In contrast, the chief ray intersection (x_i, y_i, z_i) and rotation angles (α, β, γ) are optimized as shown in Fig. 10 ▸(d). Similarly, the tolerance of y_i is set to be [−0.5 mm, 0.5 mm]. The height residual map in Fig. 10 ▸(e) mainly contains random noise only. Insight into the practical influences of these parameters enables a better understanding of the fitting results and avoids unnecessary corrections on the mirror surface.

One thing to highlight is that, even if there is a large misalignment between the effective optical area and the metrology instrument (γ = 17.45 mrad ≃ 1°) in this simulation example, it demonstrates the validity of the proposed surface fitting framework.

4.2. Couplings of fitting parameters

Selecting fitting parameters is crucial for accurately modeling the mirror surface shape. Each parameter in the mathematical expressions corresponds to a physical characteristic of the mirror. For example, for elliptic or hyperbolic cylinders, x_i coupled with p and q values majorly influences curvature of the mirror surface shape. The grazing incidence angle θ affects both curvature and coma terms on the mirror surface shape. When fitting ellipsoids or hyperboloids, some pose parameters like y_i, α, and γ can be coupled with each other.

4.3. Boolean optimization flags and tolerance boundaries

Since some parameters are coupled, it is important to avoid optimizing them simultaneously when using Boolean optimization flags p_b in equation (9). Different optimization algorithms, such as the trust-region reflective method or the Levenberg–Marquardt algorithm, may yield significantly different parameter combinations to ‘best explain’ the metrology data due to inherent ambiguities.

In such cases, it is often more practical to use tolerance boundaries instead of Boolean flags as p_b in equation (9) if the tolerances of the parameters are known. The optimizer will then search for the best solution within the specified boundaries to minimize the residual, resulting in a constrained solution that is practically meaningful.

4.4. Analytic expressions for mirror surface shapes

In Section S1 of the supporting information, we summarize the analytical expressions for several kinds of off-axis mirror surface shapes in two conventions. For practical usages, it is straightforward to use the absolute values of distances |p| and |q|, along with the convex and concave property of the mirror as the convention described in Section S1.1. For code implementation and maintenance in programming, the convention described in Section S1.2 follows the convention in geometrical optics, considering the signs of the distances p and q based on the real or virtual property of the object and image. It unifies surface expressions (convex or concave, elliptic or hyperbolic), which simplifies the implementation and maintenance in code. In Section S2, we summarize the expressions for sagittal and tangential collimating diaboloids, which can be directly used in the surface fitting framework.

4.5. Fitting paraboloids and parabolic cylinders

The expressions for a paraboloid and parabolic cylinder can be derived easily from the expressions for ellipsoid and elliptic cylinder by considering p → ±∞ or q → ±∞, which delivers four cases of convex/concave and collimating/focusing mirrors. In practice, we find it is accurate enough to use the fitting function for ellipsoids and elliptic cylinders to deal with the paraboloids and parabolic cylinders fitting problem if the distance of the long-arm is set with an extremely large value (such as 10³⁰ m) to approximate infinity.

_Given task 1_
Restate word for word the mirror-fitting passage, everything from "One thing to" down to "proposed surface fitting framework.".
The mirror-fitting passage and the entries have no connection to each other.

_Recorded information_
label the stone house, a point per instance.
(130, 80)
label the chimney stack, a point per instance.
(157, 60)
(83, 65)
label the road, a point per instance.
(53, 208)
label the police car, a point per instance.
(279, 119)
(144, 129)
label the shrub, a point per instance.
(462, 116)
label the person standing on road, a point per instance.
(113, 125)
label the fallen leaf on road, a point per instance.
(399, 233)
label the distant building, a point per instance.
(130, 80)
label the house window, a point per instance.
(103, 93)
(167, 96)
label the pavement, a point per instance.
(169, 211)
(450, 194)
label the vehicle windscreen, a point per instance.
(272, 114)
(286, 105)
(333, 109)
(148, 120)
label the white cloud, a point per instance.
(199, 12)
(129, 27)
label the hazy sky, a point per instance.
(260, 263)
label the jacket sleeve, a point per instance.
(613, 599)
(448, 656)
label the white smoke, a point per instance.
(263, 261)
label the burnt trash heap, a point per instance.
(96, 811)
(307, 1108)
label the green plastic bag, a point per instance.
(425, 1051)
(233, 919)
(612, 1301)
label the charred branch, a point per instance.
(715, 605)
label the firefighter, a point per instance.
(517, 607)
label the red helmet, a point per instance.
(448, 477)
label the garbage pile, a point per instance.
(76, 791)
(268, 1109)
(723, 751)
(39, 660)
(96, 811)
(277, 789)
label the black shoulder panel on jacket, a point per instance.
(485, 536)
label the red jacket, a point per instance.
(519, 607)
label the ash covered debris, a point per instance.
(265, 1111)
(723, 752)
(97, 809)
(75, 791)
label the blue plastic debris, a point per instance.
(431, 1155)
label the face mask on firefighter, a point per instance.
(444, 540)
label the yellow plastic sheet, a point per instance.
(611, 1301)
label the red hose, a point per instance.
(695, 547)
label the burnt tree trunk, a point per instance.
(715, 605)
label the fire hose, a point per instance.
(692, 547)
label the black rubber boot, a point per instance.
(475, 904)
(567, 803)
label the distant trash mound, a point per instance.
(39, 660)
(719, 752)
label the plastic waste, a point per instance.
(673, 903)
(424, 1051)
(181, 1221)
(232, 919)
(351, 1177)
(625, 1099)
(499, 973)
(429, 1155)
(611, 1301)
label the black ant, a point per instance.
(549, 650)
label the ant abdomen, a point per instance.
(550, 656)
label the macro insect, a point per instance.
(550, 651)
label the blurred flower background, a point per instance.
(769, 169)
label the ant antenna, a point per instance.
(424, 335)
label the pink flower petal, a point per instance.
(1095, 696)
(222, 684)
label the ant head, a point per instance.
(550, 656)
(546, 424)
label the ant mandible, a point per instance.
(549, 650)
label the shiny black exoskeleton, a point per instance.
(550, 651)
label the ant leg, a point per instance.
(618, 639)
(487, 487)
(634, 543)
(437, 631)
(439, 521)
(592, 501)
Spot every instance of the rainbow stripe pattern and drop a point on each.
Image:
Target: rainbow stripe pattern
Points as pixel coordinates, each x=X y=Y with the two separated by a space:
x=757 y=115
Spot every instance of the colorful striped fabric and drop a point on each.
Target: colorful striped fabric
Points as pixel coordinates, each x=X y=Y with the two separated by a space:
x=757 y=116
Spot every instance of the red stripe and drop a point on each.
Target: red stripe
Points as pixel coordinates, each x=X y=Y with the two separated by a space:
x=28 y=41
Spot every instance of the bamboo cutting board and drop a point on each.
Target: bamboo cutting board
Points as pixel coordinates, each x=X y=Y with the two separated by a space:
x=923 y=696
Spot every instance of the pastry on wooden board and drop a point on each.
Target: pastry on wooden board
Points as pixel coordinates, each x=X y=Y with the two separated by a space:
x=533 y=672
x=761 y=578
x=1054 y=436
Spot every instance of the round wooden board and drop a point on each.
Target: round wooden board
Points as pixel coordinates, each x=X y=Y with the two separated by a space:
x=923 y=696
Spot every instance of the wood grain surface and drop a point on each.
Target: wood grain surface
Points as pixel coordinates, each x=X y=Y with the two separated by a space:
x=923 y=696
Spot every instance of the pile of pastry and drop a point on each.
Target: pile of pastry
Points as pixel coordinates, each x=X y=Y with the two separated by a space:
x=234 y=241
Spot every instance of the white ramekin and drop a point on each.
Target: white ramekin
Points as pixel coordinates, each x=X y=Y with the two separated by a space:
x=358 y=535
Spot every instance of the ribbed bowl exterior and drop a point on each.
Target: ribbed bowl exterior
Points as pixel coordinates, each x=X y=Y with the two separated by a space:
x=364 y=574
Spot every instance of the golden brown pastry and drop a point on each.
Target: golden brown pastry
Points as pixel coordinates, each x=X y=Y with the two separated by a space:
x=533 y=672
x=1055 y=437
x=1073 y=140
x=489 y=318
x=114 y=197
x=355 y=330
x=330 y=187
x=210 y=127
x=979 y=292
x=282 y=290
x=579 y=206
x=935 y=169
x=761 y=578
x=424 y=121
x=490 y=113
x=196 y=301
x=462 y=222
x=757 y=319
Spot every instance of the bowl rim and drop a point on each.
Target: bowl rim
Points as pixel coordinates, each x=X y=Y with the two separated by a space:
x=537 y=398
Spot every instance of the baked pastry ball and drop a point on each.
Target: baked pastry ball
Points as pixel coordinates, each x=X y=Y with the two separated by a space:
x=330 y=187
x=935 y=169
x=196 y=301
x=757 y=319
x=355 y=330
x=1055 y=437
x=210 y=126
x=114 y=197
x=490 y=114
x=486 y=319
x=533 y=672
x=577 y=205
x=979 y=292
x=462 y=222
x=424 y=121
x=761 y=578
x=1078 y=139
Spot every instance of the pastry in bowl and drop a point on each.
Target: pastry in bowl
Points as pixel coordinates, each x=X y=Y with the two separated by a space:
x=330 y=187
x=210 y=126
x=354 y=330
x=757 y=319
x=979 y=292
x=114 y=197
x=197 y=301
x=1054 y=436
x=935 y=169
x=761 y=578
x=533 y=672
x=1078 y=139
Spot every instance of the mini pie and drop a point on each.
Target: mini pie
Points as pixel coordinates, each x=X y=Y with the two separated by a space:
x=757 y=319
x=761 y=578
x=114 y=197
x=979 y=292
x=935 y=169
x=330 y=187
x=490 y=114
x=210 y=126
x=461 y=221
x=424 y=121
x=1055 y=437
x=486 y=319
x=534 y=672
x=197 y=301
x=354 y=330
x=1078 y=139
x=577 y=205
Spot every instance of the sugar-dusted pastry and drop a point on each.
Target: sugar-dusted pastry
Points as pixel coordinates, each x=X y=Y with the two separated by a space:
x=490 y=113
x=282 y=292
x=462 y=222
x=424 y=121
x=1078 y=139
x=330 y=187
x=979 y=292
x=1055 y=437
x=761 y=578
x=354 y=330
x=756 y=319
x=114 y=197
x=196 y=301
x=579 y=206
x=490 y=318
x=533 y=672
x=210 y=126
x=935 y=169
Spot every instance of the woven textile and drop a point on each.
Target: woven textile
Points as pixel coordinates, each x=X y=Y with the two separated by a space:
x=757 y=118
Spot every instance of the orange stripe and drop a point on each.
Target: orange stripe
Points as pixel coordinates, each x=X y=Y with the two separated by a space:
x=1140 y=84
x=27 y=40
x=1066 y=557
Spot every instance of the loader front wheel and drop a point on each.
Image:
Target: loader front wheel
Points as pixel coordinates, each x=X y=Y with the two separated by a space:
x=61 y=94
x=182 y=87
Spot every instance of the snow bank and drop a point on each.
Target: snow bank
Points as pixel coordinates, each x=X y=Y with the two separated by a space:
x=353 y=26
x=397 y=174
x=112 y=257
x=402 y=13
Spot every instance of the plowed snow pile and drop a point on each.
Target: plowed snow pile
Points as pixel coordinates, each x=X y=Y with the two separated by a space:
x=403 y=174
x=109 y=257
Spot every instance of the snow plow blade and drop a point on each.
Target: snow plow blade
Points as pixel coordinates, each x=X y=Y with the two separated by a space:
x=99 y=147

_Given task 2_
Change "ant leg" to "insect leg" in the entries, everything from the line containing "label the shiny" down to the line containing "x=757 y=115", and give back only those lines with nothing else altered.

_Result 1_
One thing to highlight is that, even if there is a large misalignment between the effective optical area and the metrology instrument (γ = 17.45 mrad ≃ 1°) in this simulation example, it demonstrates the validity of the proposed surface fitting framework.

_Result 2_
label the shiny black exoskeleton, a point per instance.
(550, 651)
label the insect leg, a point per instance.
(618, 639)
(487, 487)
(634, 543)
(437, 631)
(439, 521)
(592, 501)
Spot every instance of the rainbow stripe pattern and drop a point on each.
Image:
Target: rainbow stripe pattern
Points as pixel coordinates, each x=X y=Y with the two separated by a space:
x=757 y=115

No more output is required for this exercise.